The thing to note here is that the two methods in the SiteDataHelper helper class create an instance of the SiteData web service class directly (note that this is not a generated proxy class, but the actual web service class implemented in the standard STSSOAP.DLL). The GetContent and GetChanges methods are called on this instance respectively and the string result of the calls is stored in a local variable. The string value that these methods return actually contains the XML with the list schema or list item data (depending on the “ObjectType” parameter being “List” or “Folder”). This XML data is then provided to an instance of the custom ListItemXmlModifier class which handles all XML modifications for both the GetContent and GetChanges methods. Note that for the GetContent method, the XML results are passed for modification only if the “ObjectType” parameter has the “ListItem”, “Folder” or “List” values. I am not going to show the source code of the ListItemXmlModifier class directly in the posting (it is over 700 lines of code) but instead I will briefly explain to you what are the changes in the XML from the GetContent and GetChanges methods that this class implements. The modifications to the XML are actually pretty simple and semantically there are only two types of changes – these correspond to the result XML-s of the GetContent (ObjectType=List) and GetContent (ObjectType=Folder) methods (the result XML of the GetChanges method has a more complex structure but contains the above two fragments (in one or more occurrences) where list and list item changes are available).

(Data items)

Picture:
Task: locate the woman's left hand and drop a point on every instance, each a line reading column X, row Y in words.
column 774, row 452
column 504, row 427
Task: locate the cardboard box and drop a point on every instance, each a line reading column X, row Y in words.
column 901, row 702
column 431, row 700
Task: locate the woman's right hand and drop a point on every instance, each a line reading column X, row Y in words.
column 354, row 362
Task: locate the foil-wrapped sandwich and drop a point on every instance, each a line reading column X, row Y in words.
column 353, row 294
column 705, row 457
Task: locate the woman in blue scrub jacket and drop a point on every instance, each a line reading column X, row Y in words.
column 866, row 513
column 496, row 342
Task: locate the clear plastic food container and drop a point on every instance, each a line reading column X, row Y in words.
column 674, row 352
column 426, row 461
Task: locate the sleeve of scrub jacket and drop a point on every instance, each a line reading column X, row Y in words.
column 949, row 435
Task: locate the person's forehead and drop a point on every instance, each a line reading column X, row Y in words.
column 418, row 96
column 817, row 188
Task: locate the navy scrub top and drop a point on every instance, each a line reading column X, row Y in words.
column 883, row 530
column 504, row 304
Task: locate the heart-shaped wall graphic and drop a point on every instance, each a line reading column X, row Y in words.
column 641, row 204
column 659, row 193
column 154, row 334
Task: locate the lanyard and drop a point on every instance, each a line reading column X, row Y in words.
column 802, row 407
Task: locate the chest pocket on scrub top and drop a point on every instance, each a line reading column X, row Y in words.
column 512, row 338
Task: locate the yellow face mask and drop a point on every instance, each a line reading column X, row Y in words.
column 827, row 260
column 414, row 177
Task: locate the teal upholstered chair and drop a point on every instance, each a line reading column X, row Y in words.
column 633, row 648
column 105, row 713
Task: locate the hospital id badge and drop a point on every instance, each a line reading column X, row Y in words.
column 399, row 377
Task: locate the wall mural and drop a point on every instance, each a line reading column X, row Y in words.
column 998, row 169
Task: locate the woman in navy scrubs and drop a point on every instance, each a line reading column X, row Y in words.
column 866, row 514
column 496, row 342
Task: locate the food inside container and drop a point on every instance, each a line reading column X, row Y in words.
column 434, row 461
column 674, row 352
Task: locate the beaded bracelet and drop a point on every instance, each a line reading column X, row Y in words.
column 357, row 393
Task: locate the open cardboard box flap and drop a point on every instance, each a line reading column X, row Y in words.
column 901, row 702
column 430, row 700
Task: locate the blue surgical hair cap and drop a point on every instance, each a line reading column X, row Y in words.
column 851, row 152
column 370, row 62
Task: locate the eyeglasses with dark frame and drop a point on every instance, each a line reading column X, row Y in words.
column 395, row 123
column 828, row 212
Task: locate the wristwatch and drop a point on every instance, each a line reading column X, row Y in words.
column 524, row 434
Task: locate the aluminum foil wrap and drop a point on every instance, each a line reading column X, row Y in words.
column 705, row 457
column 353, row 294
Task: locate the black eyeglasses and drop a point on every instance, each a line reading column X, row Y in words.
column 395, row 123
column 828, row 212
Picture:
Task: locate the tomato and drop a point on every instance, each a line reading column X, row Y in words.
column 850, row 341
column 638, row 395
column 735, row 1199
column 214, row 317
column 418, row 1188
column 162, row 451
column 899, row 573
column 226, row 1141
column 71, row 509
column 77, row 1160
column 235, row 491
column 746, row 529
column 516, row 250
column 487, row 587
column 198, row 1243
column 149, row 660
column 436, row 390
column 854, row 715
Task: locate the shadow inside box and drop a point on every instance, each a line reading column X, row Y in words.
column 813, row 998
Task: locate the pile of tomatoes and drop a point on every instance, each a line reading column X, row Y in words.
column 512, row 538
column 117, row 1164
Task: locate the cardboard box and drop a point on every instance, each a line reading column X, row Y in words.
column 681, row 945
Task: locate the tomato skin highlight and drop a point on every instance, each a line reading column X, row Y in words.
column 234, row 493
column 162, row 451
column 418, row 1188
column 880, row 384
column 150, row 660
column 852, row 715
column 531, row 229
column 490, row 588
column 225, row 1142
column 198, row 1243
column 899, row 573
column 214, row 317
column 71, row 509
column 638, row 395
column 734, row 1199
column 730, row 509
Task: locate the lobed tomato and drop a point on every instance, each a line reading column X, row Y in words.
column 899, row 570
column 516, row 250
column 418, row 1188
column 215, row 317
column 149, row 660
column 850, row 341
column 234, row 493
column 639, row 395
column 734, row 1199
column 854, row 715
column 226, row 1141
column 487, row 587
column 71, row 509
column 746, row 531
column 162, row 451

◆ TASKS
1. Rewrite the data items as a Markdown table with the columns "No." and "Line". Start at the line containing "Task: locate the lobed", end at the last line of the listing, and omit any blank lines.
2. Extend the passage on the SiteDataHelper class and its XML modifications from its last sentence.

◆ REPLIES
1.
| No. | Line |
|---|---|
| 1 | Task: locate the lobed tomato and drop a point on every instance, each a line reading column X, row Y in words. |
| 2 | column 899, row 570 |
| 3 | column 516, row 250 |
| 4 | column 418, row 1188 |
| 5 | column 215, row 317 |
| 6 | column 149, row 660 |
| 7 | column 850, row 341 |
| 8 | column 234, row 493 |
| 9 | column 639, row 395 |
| 10 | column 734, row 1199 |
| 11 | column 854, row 715 |
| 12 | column 226, row 1141 |
| 13 | column 487, row 587 |
| 14 | column 71, row 509 |
| 15 | column 746, row 531 |
| 16 | column 162, row 451 |

2.
Let’s start with a sample XML from the standard SiteData.GetContent(ObjectType=List) method (I’ve trimmed some of the elements for brevity):

<List>

  <Metadata ID="{1d53a556-ae9d-4fbf-8917-46c7d97ebfa5}" LastModified="2011-01-17 13:24:18Z" Title="Pages" DefaultTitle="False" Description="This system library was created by the Publishing feature to store pages that are created in this site." BaseType="DocumentLibrary" BaseTemplate="850" DefaultViewUrl="/Pages/Forms/AllItems.aspx" DefaultViewItemUrl="/Pages/Forms/DispForm.aspx" RootFolder="Pages" Author="System Account" ItemCount="4" ReadSecurity="1" AllowAnonymousAccess="False" AnonymousViewListItems="False" AnonymousPermMask="0" CRC="699748088" NoIndex="False" ScopeID="{a1372e10-8ffb-4e21-b627-bed44a5130cd}" />

  <ACL>

    <permissions>

      <permission memberid='3' mask='9223372036854775807' />

      ....

    </permissions>

  </ACL>

  <Views>

    <View URL="Pages/Forms/AllItems.aspx" ID="{771a1809-e7f3-4c52-b346-971d77ff215a}" Title="All Documents" />

    ....

  </Views>

  <Schema>

    <Field Name="FileLeafRef" Title="Name" Type="File" />

    <Field Name="Title" Title="Title" Type="Text" />

    <Field Name="Comments" Title="Description" Type="Note" />

    <Field Name="PublishingContact" Title="Contact" Type="User" />

    <Field Name="PublishingContactEmail" Title="Contact E-Mail Address" Type="Text" />

    <Field Name="PublishingContactName" Title="Contact Name" Type="Text" />

    <Field Name="PublishingContactPicture" Title="Contact Picture" Type="URL" />

    <Field Name="PublishingPageLayout" Title="Page Layout" Type="URL" />

    <Field Name="PublishingRollupImage" Title="Rollup Image" Type="Note" TypeAsString="Image" />

    <Field Name="Audience" Title="Target Audiences" Type="Note" TypeAsString="TargetTo" />

    <Field Name="ContentType" Title="Content Type" Type="Choice" />

    <Field Name="MyLookup" Title="MyLookup" Type="Lookup" />

    ....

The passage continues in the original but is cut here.